WHAT TO PRODUCE: Search the data for the string "long" and copy each line where it turns up.

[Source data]
=-=-=

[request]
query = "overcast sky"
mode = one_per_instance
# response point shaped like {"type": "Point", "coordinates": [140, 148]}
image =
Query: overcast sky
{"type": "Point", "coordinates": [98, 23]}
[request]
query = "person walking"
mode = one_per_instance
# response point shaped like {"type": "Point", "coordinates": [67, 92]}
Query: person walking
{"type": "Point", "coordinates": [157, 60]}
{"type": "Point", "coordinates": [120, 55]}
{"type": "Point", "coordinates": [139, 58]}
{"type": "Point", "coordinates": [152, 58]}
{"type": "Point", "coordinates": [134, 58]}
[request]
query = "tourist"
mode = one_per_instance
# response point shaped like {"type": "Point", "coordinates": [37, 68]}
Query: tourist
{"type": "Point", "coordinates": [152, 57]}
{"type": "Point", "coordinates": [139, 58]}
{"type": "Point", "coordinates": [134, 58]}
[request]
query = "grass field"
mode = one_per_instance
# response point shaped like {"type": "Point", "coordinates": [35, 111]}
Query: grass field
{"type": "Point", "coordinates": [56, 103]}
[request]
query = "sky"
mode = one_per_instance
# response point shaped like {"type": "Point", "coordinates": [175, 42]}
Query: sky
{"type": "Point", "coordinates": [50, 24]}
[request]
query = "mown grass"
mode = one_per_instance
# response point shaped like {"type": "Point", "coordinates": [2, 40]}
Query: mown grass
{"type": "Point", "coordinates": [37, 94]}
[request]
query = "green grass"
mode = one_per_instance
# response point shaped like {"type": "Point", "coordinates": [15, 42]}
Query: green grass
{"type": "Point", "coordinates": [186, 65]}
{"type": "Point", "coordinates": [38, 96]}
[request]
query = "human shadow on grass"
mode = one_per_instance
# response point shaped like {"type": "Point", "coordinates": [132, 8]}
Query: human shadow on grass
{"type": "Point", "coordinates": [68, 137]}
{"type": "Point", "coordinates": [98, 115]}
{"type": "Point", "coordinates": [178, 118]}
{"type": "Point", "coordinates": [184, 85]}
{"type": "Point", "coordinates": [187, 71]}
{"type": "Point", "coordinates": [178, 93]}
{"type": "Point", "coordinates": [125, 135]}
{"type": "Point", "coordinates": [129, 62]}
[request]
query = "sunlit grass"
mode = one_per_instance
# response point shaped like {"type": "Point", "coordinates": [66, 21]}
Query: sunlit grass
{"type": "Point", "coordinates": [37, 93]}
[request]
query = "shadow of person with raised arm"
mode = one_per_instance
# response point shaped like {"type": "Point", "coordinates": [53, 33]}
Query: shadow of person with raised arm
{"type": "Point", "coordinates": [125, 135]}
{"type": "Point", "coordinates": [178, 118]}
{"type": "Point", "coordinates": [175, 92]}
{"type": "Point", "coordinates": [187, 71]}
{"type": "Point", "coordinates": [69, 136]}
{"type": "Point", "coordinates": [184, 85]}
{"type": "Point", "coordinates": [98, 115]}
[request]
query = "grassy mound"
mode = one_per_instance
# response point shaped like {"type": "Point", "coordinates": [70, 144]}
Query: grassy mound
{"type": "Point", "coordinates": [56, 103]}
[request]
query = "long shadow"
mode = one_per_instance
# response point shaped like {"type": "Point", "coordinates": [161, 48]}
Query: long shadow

=-=-=

WRITTEN ANSWER:
query = "long shadow"
Query: long shadow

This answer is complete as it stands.